__Coordinate annotation records__:
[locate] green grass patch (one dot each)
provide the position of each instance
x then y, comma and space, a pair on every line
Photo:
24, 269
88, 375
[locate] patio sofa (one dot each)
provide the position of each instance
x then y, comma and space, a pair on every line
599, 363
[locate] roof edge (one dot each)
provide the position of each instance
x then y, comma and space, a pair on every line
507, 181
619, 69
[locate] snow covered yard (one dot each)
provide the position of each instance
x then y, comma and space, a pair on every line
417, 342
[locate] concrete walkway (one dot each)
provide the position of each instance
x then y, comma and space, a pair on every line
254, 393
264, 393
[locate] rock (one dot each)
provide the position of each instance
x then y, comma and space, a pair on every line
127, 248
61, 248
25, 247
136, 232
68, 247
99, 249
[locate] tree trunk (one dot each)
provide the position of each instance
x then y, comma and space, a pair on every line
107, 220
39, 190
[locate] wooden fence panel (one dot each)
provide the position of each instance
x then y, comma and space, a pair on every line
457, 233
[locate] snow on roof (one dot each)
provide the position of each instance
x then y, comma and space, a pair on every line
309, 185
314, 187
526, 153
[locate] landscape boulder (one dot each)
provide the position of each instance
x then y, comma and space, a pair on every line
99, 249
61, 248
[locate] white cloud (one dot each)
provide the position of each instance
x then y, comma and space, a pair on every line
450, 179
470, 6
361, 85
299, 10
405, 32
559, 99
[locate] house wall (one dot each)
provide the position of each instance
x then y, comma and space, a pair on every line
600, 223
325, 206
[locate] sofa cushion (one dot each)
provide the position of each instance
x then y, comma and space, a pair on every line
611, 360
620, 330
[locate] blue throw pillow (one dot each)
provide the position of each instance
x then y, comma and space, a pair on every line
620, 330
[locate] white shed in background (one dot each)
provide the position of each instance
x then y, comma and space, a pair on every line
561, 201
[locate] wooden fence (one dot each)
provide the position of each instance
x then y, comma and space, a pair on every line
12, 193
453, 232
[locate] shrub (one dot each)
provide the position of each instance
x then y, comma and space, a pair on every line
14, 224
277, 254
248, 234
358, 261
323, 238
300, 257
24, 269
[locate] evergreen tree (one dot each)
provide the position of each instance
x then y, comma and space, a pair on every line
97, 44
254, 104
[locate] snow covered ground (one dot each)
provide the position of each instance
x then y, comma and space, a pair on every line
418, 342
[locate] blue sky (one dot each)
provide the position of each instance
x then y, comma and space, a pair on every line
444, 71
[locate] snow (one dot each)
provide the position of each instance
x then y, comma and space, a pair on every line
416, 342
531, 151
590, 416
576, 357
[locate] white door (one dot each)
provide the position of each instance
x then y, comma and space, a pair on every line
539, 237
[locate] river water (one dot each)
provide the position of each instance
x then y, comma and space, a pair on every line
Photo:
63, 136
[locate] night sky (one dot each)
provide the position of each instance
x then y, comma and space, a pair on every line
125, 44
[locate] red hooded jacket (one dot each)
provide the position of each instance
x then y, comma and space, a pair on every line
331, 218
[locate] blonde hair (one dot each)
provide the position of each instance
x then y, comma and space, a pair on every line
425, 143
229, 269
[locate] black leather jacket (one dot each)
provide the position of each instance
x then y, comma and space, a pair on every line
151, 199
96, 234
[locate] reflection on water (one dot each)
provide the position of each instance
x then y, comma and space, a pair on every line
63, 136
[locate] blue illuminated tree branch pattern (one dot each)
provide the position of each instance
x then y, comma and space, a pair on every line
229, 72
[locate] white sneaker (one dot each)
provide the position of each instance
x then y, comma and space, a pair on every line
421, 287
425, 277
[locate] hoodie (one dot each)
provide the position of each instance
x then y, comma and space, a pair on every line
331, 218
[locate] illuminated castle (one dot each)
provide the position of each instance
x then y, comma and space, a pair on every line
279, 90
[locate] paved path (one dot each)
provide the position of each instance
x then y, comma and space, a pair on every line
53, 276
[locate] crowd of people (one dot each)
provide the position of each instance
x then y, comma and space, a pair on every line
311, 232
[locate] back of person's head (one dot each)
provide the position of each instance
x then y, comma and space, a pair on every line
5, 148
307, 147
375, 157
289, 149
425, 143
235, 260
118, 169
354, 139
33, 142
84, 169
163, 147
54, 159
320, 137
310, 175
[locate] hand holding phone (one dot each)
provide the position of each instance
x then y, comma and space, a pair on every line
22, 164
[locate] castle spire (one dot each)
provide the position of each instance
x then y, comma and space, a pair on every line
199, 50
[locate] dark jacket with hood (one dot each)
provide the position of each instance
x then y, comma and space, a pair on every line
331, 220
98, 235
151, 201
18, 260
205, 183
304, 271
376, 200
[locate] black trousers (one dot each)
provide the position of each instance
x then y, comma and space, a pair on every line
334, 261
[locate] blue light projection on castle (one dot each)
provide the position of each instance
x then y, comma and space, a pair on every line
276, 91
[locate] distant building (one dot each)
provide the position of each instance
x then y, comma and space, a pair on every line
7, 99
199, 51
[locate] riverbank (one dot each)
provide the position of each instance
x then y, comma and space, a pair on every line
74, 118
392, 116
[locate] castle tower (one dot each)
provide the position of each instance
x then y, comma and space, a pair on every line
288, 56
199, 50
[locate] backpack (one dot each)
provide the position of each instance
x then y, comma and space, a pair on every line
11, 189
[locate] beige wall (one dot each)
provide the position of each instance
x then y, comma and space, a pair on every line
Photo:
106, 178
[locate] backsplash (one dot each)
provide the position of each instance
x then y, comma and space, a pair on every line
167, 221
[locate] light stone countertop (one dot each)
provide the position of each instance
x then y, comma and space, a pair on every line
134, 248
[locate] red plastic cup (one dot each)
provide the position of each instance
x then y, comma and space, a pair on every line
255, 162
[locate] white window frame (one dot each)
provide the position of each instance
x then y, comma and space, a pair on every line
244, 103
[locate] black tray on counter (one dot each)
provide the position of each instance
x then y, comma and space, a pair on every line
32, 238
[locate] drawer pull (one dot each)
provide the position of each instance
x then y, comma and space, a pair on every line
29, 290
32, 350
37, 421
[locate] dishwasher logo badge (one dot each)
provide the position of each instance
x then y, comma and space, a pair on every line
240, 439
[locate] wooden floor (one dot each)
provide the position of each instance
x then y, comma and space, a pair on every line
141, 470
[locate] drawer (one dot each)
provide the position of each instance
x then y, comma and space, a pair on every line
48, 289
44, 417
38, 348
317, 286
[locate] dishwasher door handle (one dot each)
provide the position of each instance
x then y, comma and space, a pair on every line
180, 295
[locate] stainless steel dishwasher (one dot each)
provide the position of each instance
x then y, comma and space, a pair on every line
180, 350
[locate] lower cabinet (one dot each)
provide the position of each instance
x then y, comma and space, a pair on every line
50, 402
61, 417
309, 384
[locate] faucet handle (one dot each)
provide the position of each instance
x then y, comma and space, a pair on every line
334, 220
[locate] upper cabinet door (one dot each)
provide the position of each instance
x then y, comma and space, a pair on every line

__Written request__:
Go back to the listing above and please repeat it exactly.

__Response to the exercise__:
[locate] green grass patch (one dot each)
provide the position of each instance
x then y, comma and space, a pair on every line
Photo:
24, 269
88, 375
[locate] patio sofa (one dot each)
provide the position of each instance
x then y, comma and space, a pair on every line
599, 363
[locate] roof edge (one dot each)
provide the position of each instance
x then y, comma and space, a pair on every line
507, 181
619, 69
[locate] snow covered yard (one dot each)
provide the position of each instance
x then y, comma and space, a pair on every line
417, 342
[locate] concrete walkway (one dot each)
provide the position of each instance
x then y, comma and space, a pair on every line
254, 393
264, 393
[locate] rock (one dot each)
provide the position of each instance
x then y, comma and space, a pair on every line
127, 248
61, 248
25, 247
136, 232
68, 247
99, 249
[locate] tree trunk (one dot each)
provide the position of each instance
x then y, comma and space, a pair on every line
107, 220
39, 190
[locate] wooden fence panel (one dot each)
provide the position of each instance
x then y, comma and space, a pair on every line
457, 233
[locate] snow on roof (one dot each)
provide the position of each instance
x then y, comma and space, a pair on every line
309, 185
314, 187
526, 153
[locate] landscape boulder (one dot each)
provide the position of each instance
x then y, comma and space, a pair on every line
99, 249
61, 248
[locate] white cloud (one dot each)
provide the position of each instance
x then y, comma and space, a pair on every line
450, 179
470, 6
361, 85
299, 10
405, 32
559, 99
[locate] house wall (one dot each)
provide the position of each instance
x then y, comma and space, a pair on every line
600, 223
325, 206
[locate] sofa cushion (one dot each)
provide the position of each instance
x then y, comma and space, a pair on every line
611, 360
620, 330
[locate] blue throw pillow (one dot each)
provide the position of each instance
x then y, comma and space, a pair on every line
620, 330
[locate] white shed in background (one dot each)
provide the position of each instance
x then y, comma and space, a pair on every line
561, 201
[locate] wooden fence (one dot each)
provide the position of each instance
x then y, comma and space, a pair on every line
12, 193
453, 232
[locate] shrub (one dot each)
provide the position of each instance
x then y, comma and space, a pair on every line
14, 224
277, 254
248, 234
358, 261
323, 238
300, 257
24, 269
[locate] evergreen tree (one dot each)
provide the position of each instance
x then y, comma and space, a pair on every line
97, 44
254, 104
[locate] snow covered ground (one dot each)
provide the position of each instance
x then y, comma and space, a pair on every line
418, 342
[locate] blue sky (one dot each)
provide the position of each instance
x then y, comma and space, a pair on every line
444, 71
[locate] snow (one dot each)
provide the position of each instance
x then y, comma and space, a pair on every line
416, 342
531, 151
590, 416
576, 357
[locate] white door (one dot each)
provide the position of each instance
x then y, comma and space, a pair on every line
539, 237
[locate] river water (one dot each)
provide the position of each instance
x then y, comma and space, a pair on every line
Photo:
63, 136
[locate] night sky (one dot each)
provide the position of each instance
x then y, comma and space, a pair on every line
125, 44
[locate] red hooded jacket (one dot each)
provide the position of each instance
x then y, comma and space, a pair on every line
331, 218
[locate] blonde hair (one dot each)
provide the position of each instance
x then y, comma and space, a pair on every line
425, 143
229, 269
[locate] black leather jacket (one dot each)
provide the position of each instance
x then y, comma and space, a pair on every line
151, 199
96, 234
[locate] reflection on water (one dot each)
provide the position of each instance
x then y, comma and space, a pair on every line
63, 136
[locate] blue illuminated tree branch pattern (one dot each)
provide the position of each instance
x then y, comma and space, a pair on every line
229, 72
[locate] white sneaker (one dot each)
provide the position of each instance
x then y, comma and space, a pair on every line
421, 287
425, 277
[locate] hoodie (one dot each)
provide the position of each instance
x then y, comma and space, a pair on every line
331, 218
[locate] illuminated castle (one dot each)
provide the position of each instance
x then y, comma and space, a pair on every line
279, 90
[locate] paved path (one dot each)
provide the position of each instance
x then y, comma and space, a pair on every line
53, 276
[locate] crowd of people (one dot each)
provide the position of each instance
x then y, comma and space, a pair on every line
311, 232
[locate] back of person's head (one dot each)
provide the position of each instance
x then y, comma and space, a pair on every line
5, 148
307, 147
375, 157
289, 149
425, 143
235, 260
118, 169
354, 139
33, 142
84, 169
163, 147
54, 159
320, 137
310, 175
[locate] hand holding phone (one dot each)
provide the position of each instance
x then y, comma and space, a pair on every line
22, 164
[locate] castle spire (one dot each)
provide the position of each instance
x then y, comma and space, a pair on every line
199, 50
[locate] dark jacket with hood (one dot each)
provide the position of each instance
x then y, comma and space, a pair on every line
331, 220
98, 235
151, 201
18, 260
205, 183
304, 271
376, 200
[locate] black trousers (one dot each)
provide the position of each instance
x then y, comma and space, a pair on every line
334, 261
[locate] blue light projection on castle (one dot each)
provide the position of each instance
x then y, comma and space, a pair on every line
276, 91
[locate] distant building (one dot each)
provide the position of each instance
x then y, comma and space, a pair on every line
7, 99
199, 51
[locate] riverbank (one dot each)
provide the position of each instance
x then y, comma and space, a pair on every line
74, 118
392, 116
[locate] castle tower (one dot each)
provide the position of each instance
x then y, comma and space, a pair on every line
288, 56
199, 50
[locate] backpack (one dot each)
provide the position of each instance
x then y, comma and space, a pair on every line
11, 189
[locate] beige wall (one dot each)
provide the position of each instance
x then y, comma and space, a pair on every line
Photo:
106, 178
[locate] backsplash (one dot each)
provide the position of each instance
x then y, comma and space, a pair on every line
167, 221
[locate] light stone countertop (one dot each)
provide the position of each instance
x then y, comma and space, a pair on every line
134, 248
[locate] red plastic cup (one dot each)
provide the position of each instance
x then y, comma and space, a pair on every line
255, 162
[locate] white window frame (one dot each)
provide the position of each instance
x then y, comma and space, a pair on every line
244, 103
[locate] black tray on counter (one dot each)
provide the position of each instance
x then y, comma and space, a pair on every line
32, 238
[locate] drawer pull (one dot each)
provide the position of each instance
x then y, comma and space, a pair on every line
29, 290
32, 350
37, 421
[locate] dishwasher logo badge (one dot each)
provide the position of each instance
x then y, comma and space, a pair on every line
240, 439
[locate] wooden floor (one dot each)
provide the position of each instance
x then y, comma and space, a pair on every line
141, 470
[locate] drawer (one dot each)
provide the position of each instance
x then y, comma and space, a pair on every line
48, 289
44, 417
38, 348
317, 286
[locate] dishwasher door handle (one dot each)
provide the position of each instance
x then y, comma and space, a pair on every line
180, 295
[locate] stainless steel dishwasher (one dot each)
provide the position of each instance
x then y, comma and space, a pair on every line
180, 350
[locate] lower cabinet (one dot each)
provide the position of each instance
x then y, comma and space, a pair on every line
50, 402
61, 417
309, 384
[locate] faucet handle (one dot each)
provide the position of each instance
x then y, comma and space, a pair on every line
334, 220
[locate] upper cabinet door (one dot each)
provide the position of each instance
x then y, comma and space, a pair on every line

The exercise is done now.